> _WHAT YOU WILL DO_
Repeat exactly the lines from the line containing "man's bare foot" to the last line of the listing, including both.

(Collected data)

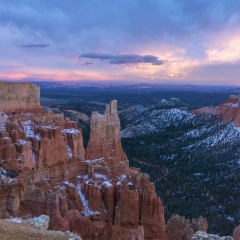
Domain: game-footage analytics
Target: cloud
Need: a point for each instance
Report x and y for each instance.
(124, 59)
(35, 46)
(87, 63)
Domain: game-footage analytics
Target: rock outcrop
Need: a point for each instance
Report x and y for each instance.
(181, 228)
(204, 236)
(105, 140)
(45, 170)
(229, 110)
(236, 233)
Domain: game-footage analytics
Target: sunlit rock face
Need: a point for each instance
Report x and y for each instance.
(229, 110)
(45, 170)
(236, 233)
(205, 236)
(105, 140)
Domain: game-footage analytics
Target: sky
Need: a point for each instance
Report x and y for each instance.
(151, 41)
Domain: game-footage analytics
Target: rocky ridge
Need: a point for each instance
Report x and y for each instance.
(229, 110)
(45, 170)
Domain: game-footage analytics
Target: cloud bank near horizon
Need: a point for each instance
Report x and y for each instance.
(124, 59)
(43, 40)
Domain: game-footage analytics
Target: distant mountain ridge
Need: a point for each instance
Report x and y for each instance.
(192, 156)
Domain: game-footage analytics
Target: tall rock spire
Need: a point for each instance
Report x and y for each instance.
(105, 141)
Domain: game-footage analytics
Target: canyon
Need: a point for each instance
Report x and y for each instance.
(91, 192)
(46, 170)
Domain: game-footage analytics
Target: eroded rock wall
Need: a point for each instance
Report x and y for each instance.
(45, 170)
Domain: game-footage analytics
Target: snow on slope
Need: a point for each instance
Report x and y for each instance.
(141, 120)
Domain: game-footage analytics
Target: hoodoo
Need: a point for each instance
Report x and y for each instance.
(45, 170)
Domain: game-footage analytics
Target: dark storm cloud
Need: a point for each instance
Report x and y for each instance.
(124, 59)
(35, 46)
(122, 24)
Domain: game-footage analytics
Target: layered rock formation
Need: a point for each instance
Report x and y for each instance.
(45, 170)
(179, 228)
(229, 110)
(204, 236)
(236, 233)
(105, 140)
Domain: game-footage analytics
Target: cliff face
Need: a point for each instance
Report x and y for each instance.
(229, 110)
(19, 97)
(45, 170)
(179, 228)
(105, 140)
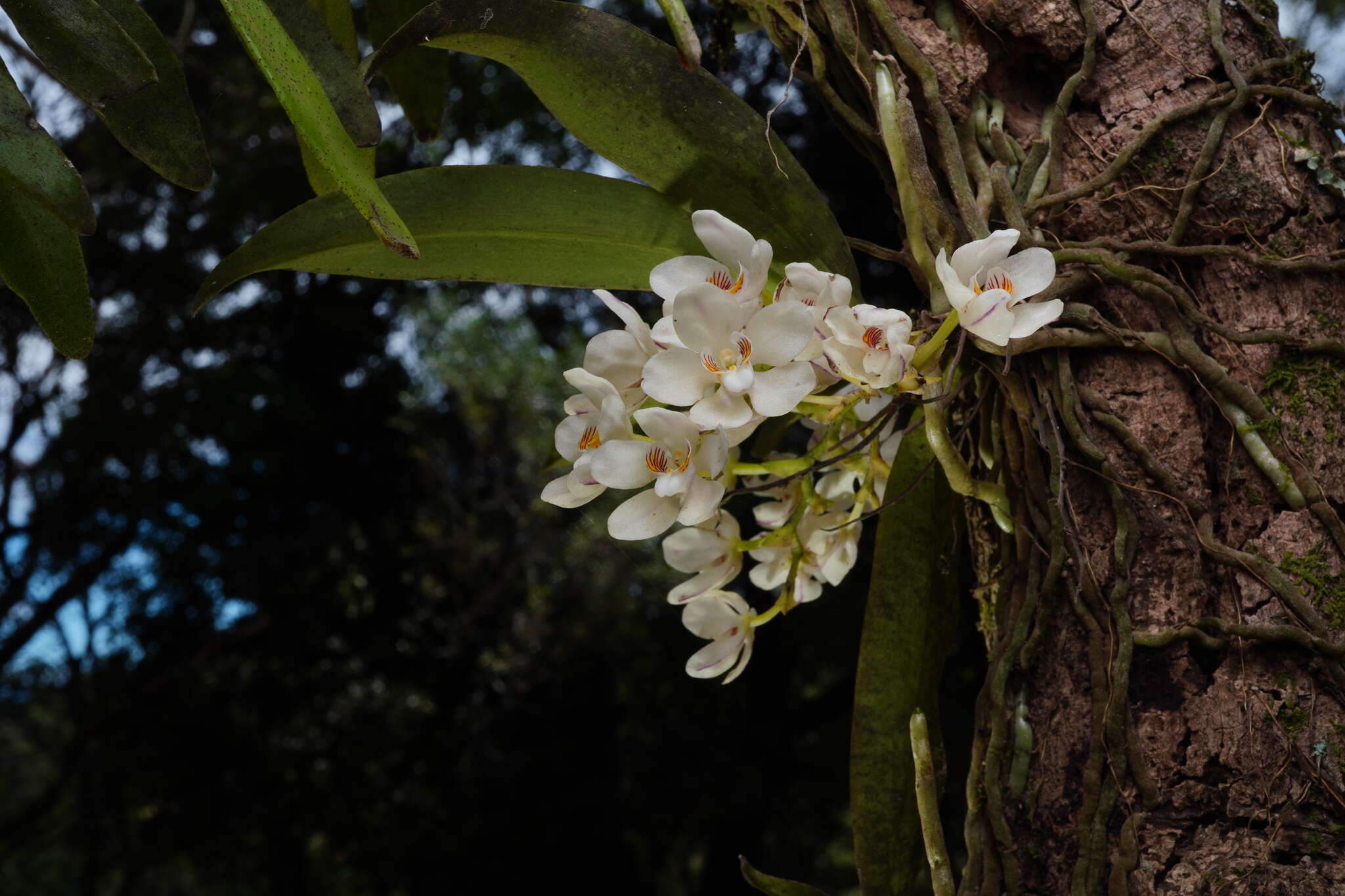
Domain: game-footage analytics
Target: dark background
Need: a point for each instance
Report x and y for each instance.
(280, 609)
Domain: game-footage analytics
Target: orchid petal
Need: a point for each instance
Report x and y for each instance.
(701, 501)
(771, 574)
(713, 452)
(560, 494)
(1030, 270)
(847, 359)
(671, 429)
(739, 435)
(595, 387)
(642, 516)
(715, 613)
(663, 335)
(671, 277)
(677, 377)
(635, 324)
(738, 379)
(757, 274)
(989, 316)
(722, 409)
(568, 435)
(695, 548)
(705, 317)
(726, 241)
(716, 657)
(715, 576)
(621, 465)
(779, 332)
(778, 391)
(743, 660)
(979, 253)
(954, 286)
(844, 326)
(617, 356)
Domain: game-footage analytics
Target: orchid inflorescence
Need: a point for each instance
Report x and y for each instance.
(732, 359)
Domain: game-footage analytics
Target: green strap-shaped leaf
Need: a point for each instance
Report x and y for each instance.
(158, 125)
(626, 96)
(418, 77)
(775, 885)
(332, 65)
(489, 223)
(301, 95)
(41, 261)
(340, 19)
(84, 47)
(908, 629)
(33, 161)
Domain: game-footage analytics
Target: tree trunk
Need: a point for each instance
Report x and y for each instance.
(1164, 706)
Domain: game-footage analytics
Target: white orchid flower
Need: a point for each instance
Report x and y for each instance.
(619, 355)
(820, 292)
(724, 618)
(827, 557)
(870, 344)
(715, 372)
(708, 550)
(740, 265)
(740, 268)
(600, 418)
(674, 458)
(990, 288)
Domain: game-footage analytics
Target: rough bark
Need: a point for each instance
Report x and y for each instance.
(1166, 618)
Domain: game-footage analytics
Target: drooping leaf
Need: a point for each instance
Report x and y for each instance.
(340, 19)
(301, 95)
(158, 125)
(82, 47)
(775, 885)
(908, 629)
(487, 223)
(41, 261)
(33, 161)
(334, 66)
(418, 77)
(626, 96)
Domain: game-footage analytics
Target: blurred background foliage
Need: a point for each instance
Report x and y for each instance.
(280, 609)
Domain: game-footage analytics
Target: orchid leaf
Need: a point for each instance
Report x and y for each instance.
(775, 885)
(489, 223)
(418, 77)
(41, 261)
(84, 47)
(317, 123)
(626, 96)
(33, 163)
(908, 629)
(332, 64)
(158, 125)
(340, 19)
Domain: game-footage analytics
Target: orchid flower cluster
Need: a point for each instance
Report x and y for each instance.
(663, 410)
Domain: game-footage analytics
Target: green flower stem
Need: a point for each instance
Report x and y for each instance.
(785, 467)
(956, 468)
(684, 33)
(926, 352)
(927, 802)
(912, 214)
(1274, 469)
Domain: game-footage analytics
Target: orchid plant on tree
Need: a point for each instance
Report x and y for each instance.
(665, 410)
(734, 358)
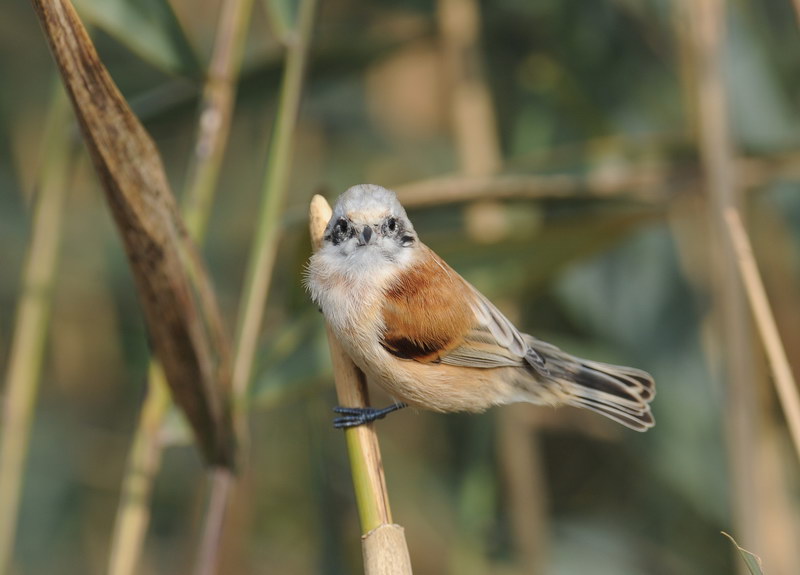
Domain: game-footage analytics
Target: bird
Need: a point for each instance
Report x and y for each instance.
(431, 340)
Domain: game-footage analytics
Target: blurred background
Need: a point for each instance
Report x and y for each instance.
(566, 157)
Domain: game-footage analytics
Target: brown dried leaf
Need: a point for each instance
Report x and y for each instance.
(174, 290)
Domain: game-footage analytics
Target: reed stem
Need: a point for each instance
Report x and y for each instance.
(33, 313)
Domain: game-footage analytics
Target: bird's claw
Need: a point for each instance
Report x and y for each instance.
(355, 416)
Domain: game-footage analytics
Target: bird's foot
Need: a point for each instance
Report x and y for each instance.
(355, 416)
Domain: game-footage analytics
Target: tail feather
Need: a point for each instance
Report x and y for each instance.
(617, 392)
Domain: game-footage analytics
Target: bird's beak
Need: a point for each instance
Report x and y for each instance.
(365, 236)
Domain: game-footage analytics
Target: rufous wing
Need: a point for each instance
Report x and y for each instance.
(431, 314)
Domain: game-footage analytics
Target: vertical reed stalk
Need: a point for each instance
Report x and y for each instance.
(716, 151)
(33, 312)
(384, 546)
(144, 459)
(765, 322)
(276, 185)
(260, 266)
(478, 144)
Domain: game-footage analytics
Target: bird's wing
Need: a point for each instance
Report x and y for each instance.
(432, 314)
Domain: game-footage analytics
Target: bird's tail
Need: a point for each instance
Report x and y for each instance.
(620, 393)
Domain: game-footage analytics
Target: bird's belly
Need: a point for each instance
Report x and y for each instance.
(438, 387)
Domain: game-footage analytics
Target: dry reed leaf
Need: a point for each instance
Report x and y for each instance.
(178, 301)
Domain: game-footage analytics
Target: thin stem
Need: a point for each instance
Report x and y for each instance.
(216, 111)
(214, 127)
(222, 482)
(30, 329)
(276, 184)
(716, 150)
(133, 513)
(260, 265)
(383, 544)
(765, 322)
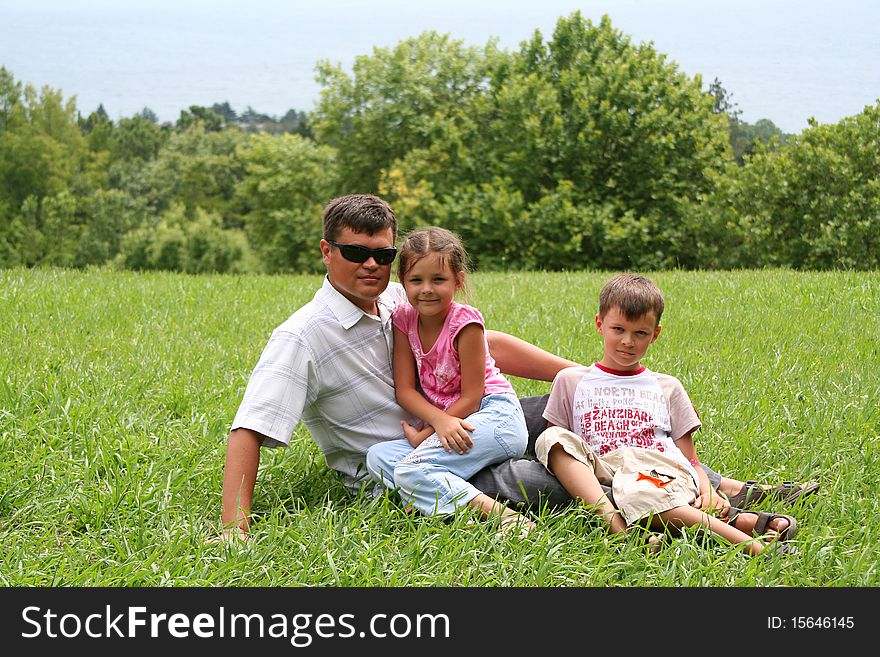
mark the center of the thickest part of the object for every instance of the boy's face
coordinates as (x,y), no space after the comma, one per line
(626,341)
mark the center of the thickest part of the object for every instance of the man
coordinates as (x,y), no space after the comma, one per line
(329,365)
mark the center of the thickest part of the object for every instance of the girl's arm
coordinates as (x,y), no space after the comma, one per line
(472,356)
(452,431)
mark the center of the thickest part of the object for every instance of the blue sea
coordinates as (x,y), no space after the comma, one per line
(785,60)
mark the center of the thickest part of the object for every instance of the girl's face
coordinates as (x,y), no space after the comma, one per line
(431,286)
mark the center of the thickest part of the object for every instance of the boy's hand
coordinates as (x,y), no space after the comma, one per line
(712,502)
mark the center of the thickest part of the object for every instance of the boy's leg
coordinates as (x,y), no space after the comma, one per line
(687,516)
(580,481)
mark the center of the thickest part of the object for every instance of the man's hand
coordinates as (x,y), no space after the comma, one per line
(453,433)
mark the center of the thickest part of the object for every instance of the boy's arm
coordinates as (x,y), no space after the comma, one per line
(708,498)
(239,478)
(517,357)
(452,431)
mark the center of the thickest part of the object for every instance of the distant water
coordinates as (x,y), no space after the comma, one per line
(785,60)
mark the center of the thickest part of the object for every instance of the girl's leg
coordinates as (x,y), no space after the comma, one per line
(436,480)
(580,481)
(383,457)
(688,516)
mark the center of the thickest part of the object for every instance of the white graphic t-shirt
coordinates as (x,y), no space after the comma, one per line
(610,409)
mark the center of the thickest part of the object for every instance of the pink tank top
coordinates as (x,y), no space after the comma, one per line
(439,368)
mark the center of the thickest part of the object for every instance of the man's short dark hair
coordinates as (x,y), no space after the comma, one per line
(362,213)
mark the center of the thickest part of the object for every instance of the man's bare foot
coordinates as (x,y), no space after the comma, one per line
(514,522)
(232,535)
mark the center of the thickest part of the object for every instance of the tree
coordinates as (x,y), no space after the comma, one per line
(287,183)
(630,140)
(744,137)
(395,101)
(812,203)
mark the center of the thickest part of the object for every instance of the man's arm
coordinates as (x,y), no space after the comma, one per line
(517,357)
(239,478)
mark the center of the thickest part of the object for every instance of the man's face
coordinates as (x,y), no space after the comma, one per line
(359,282)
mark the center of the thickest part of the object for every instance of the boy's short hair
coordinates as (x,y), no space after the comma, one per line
(633,294)
(362,213)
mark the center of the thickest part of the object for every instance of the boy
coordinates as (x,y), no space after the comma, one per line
(619,424)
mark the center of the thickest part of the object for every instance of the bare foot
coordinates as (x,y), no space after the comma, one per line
(229,536)
(514,522)
(746,521)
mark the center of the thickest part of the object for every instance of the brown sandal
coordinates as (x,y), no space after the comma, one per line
(763,523)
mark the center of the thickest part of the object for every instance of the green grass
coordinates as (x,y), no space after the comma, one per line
(117,390)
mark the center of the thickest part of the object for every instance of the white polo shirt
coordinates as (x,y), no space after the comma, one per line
(328,365)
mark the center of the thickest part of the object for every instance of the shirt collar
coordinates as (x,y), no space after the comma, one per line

> _SOLUTION TO THE PROBLEM_
mark the center of the thickest part of the object for every instance of the man's bare foot
coordinates as (x,y), no space after the comma, one per line
(514,522)
(232,535)
mark the center of the thickest part of the object for every instance of the tree
coordinates as (x,y), no space after the comma, one per line
(287,183)
(630,140)
(744,137)
(395,101)
(812,203)
mark the center of the thickest part of the object for every instance of the man's arm
coordinates as (x,y), no space after the comma, one per line
(517,357)
(239,478)
mark the center of the thickest part of the object for every instance of the man's face
coordinates as (x,y), no space after the comma, one per line
(359,282)
mark the center of the thickest part of the object for every instance of the boy's short hair
coordinates as (x,y), no space after the comma, one per line
(633,294)
(362,213)
mark the center of the thickest part of the object for every instance of the boy
coordinates as (x,y), no space after the comma, one per line
(619,424)
mark the center of the thickest part of the object for every instance of the bare foot
coordinates as (x,y), no space after the comma, one per line
(229,536)
(514,522)
(746,521)
mark the center of the thickest part of the object for every instance of the brown sandal
coordinates as (x,y), no space after the comma, one per line
(763,523)
mark the center of the thickest part of the object for every instance of the green grass
coordinates as (x,y), no space after the comma, one per line
(117,390)
mark the center of the thickest part of the object for every instance of the white polo shirt
coordinates as (x,y), no space after the comma, one per line
(328,365)
mark the center of the thickest part of the object for every instance of the shirt collar
coordinates as (x,y), no space after the comma, one per line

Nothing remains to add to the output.